On October 8, 2013, Hinsley was convicted by a federal jury in Pocatello on count eight of the indictment that charged him with interstate transportation of property taken by fraud. The jury was unable to reach a unanimous verdict on the remaining seven counts, including charges of wire fraud and mail fraud. Prior to sentencing, the defendant and the government entered into a post-trial agreement in which the government agreed to dismiss the remaining counts and the court could consider “relevant conduct” in determining Hinsley’s sentence.

During the six-day trial, the jury heard evidence that between 2004 and 2008, Hinsley, who was the sole owner and operator of Galaxy Coin LLC, a business located in Idaho Falls, schemed to defraud investors by obtaining money in connection with what he represented as securities issued in the form of investment contracts for speculating in the silver market. According to the evidence, Hinsley transmitted account statements and letters regarding the status of investments, by wire and the U.S. Postal Service. Hinsley did not register the securities he was selling and he was not a registered securities broker-dealer.

The government presented evidence that in 2004, Hinsley began offering an investment program that used his expertise to buy and sell silver and would generate a return on investment by selling the silver for more than the purchase price. The parties’ agreement provided that the investor would earn a profit by investing money with Hinsley, and that the investor was not expected to expend any effort to obtain the return other than providing the investment funds. According to the evidence, Hinsley misrepresented to investors that their investment was low-risk, risk free, or moderately risky; that the investors’ only risk was that they might end up with the silver; and that the investors could withdraw all or part of their invested funds upon notice. The jury heard evidence that Hinsley did not return the money when requested by investors to do so.

The government presented evidence that Hinsley’s investment scheme was structured to pay investors 80% of profits and Hinsley 20%. As Hinsley gained investors and conducted more transactions, he eventually switched to a fixed rate of return of 13% every two months, or 78% annually. Hinsley initially paid investors the returns he promised and, based on the reliability of generous investment returns and bi-monthly, e-mailed account statements, misled investors into believing he was investing prudently and obtaining consistent monthly returns. Because of these misrepresentations, investors did not attempt to remove their investment and generated a positive image to attract new investors.

[DIRECTION]
List every percentage figure that appears in the passage about the Hinsley fraud case. The lines after this passage come from a different source.

[COLLECTED DATA]
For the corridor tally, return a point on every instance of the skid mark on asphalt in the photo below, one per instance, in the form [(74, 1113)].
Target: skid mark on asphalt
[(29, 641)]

[FULL RESPONSE]
80%, 20%, 13%, 78%